Given records:
========
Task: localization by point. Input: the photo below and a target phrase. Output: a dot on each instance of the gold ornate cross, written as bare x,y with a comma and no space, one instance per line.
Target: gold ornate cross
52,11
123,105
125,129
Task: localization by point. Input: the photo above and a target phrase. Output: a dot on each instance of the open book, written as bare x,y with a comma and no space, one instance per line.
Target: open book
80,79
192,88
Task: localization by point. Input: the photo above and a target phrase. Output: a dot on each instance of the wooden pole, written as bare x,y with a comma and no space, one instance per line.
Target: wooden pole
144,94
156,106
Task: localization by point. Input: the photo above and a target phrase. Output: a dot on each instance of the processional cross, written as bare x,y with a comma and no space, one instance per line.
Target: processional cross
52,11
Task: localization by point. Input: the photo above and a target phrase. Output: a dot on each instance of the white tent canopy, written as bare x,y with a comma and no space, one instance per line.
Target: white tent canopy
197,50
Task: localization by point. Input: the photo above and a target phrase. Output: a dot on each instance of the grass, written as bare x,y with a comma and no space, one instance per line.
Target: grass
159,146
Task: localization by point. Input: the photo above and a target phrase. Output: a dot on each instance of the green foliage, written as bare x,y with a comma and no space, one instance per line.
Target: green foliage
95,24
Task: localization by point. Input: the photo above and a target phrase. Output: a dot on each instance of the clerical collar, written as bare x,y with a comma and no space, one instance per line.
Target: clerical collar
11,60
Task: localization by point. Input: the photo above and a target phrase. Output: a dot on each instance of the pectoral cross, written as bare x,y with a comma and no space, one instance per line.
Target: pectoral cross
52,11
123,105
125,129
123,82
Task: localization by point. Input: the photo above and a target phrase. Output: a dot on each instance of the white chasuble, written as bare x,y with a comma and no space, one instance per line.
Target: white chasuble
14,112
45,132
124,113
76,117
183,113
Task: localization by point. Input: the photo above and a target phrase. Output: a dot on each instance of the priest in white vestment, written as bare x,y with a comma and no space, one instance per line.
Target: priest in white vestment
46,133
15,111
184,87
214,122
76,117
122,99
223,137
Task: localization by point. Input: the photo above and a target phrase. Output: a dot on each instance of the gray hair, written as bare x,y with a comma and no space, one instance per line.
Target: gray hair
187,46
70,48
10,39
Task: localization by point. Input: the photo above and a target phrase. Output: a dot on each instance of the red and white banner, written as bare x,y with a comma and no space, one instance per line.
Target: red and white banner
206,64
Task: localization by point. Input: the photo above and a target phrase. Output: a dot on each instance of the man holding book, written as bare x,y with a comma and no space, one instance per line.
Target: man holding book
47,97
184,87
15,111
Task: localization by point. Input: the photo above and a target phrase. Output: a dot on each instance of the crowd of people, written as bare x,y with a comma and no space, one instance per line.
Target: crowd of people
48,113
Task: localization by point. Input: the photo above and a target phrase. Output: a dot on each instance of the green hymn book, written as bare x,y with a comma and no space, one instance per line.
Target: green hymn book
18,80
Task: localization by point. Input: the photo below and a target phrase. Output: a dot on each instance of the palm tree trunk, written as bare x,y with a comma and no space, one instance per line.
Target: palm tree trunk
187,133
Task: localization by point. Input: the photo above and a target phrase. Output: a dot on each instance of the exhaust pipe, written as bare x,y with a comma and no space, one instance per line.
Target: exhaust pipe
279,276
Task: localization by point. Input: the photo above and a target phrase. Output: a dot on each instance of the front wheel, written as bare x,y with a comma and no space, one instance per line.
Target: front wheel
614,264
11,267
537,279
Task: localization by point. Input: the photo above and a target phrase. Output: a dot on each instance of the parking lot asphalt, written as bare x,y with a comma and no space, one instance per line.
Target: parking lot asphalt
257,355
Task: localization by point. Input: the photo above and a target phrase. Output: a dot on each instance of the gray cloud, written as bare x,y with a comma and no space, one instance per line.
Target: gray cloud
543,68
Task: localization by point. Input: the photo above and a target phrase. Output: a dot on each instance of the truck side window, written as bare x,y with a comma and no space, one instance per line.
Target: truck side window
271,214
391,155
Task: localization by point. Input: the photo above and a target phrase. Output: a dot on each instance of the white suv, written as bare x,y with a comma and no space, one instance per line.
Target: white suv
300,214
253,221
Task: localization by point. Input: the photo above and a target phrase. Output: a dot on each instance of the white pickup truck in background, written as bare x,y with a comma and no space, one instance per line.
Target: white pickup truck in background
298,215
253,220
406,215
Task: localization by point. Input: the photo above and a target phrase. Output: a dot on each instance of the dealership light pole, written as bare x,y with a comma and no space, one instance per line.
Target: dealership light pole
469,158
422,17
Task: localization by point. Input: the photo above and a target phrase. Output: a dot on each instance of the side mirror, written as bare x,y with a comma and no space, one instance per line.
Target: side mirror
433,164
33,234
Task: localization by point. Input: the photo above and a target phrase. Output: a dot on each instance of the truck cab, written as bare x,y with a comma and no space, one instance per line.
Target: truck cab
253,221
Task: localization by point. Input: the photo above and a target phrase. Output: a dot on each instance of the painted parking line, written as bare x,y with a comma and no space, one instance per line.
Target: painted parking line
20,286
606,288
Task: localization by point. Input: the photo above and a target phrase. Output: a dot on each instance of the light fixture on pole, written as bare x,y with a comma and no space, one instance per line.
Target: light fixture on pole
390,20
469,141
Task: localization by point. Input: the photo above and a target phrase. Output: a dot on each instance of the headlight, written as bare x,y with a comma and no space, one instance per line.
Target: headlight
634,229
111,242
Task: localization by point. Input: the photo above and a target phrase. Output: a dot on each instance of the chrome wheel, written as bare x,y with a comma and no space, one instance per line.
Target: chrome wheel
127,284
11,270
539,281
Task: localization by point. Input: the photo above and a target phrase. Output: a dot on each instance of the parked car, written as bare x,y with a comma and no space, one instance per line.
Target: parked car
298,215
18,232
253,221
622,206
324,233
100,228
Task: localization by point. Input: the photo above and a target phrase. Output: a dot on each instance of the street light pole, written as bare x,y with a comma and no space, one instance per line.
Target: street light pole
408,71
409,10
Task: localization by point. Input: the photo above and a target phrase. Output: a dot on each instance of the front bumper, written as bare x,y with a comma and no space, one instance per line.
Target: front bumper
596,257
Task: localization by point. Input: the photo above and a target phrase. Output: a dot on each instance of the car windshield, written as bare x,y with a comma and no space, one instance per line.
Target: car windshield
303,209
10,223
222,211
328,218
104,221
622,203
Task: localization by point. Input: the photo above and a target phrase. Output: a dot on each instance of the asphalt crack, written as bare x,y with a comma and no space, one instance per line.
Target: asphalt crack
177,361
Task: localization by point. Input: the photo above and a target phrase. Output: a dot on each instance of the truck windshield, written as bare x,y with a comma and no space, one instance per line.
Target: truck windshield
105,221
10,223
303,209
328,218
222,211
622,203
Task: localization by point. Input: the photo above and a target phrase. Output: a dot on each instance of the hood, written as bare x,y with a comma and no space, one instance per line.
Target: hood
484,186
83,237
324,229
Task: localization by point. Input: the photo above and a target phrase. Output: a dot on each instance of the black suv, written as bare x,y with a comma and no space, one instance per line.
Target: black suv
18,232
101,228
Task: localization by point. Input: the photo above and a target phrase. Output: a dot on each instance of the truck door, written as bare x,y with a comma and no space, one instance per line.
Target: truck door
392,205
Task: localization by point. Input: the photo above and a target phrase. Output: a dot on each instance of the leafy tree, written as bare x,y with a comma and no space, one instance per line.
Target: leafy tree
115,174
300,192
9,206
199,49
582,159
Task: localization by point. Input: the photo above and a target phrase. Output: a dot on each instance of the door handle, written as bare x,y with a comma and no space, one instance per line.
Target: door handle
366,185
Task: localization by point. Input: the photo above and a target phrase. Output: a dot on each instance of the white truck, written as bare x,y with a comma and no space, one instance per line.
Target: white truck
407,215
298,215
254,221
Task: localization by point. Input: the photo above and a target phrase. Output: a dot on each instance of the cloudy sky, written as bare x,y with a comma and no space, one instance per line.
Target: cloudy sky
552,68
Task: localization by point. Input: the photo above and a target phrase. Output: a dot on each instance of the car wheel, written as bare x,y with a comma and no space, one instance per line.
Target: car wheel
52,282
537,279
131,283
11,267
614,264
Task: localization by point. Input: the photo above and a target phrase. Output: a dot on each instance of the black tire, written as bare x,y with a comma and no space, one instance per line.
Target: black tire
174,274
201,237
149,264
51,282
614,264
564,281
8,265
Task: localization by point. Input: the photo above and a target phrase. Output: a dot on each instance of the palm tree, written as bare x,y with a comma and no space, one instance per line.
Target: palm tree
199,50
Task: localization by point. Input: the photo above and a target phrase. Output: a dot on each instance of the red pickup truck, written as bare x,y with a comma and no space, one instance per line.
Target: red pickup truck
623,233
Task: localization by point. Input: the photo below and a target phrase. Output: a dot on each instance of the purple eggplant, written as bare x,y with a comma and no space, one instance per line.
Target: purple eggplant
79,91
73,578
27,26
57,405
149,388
========
Print from the line containing "white truck, written" to the last line above, exactly as written.

Task: localization by point. Input: the photo above and a target phrase. Output: a dot on each instance of the white truck, written as bare x,y with a comma and no space, one instance per line.
Target: white truck
407,215
298,215
254,221
Task: localization by point. Input: the photo above and a target phrase. Output: a dot on each instance of the cloudy sky, written as bare x,y with a comma and no space, one instance per line.
Target: cloudy sky
552,68
Task: localization by point. Input: the photo above and a target phrase. Output: a dot on each instance of the car wheel, written as bare x,y with a comma and no space, one instance per line.
Target: car wheel
52,282
537,279
131,283
11,267
614,264
Task: localization by point. Input: the photo above and a target phrase. Output: a dot on each instance of the black tire, written as bare x,y with a comma and no space, one instance per line.
Target: black tire
174,274
201,237
149,264
51,282
614,264
564,281
8,265
Task: localization by point. Input: the photo above and a target phrase. Output: a dot on each instance of the palm tree, written as bare x,y with a comma and no space, one instance per line.
Target: palm tree
199,50
Task: localization by point. Input: the photo above and a target phrase. Output: a dot on each instance of the red pickup truck, written as bare x,y with a comma and no space, one instance per line.
Target: red pickup truck
623,233
Task: localization by point. Input: the photo below and a target phrase. Output: a dot on each instance of the purple eggplant, written as bare x,y with a comma and no space, one instance per line.
Target: purple eggplant
79,91
73,578
27,26
57,405
149,388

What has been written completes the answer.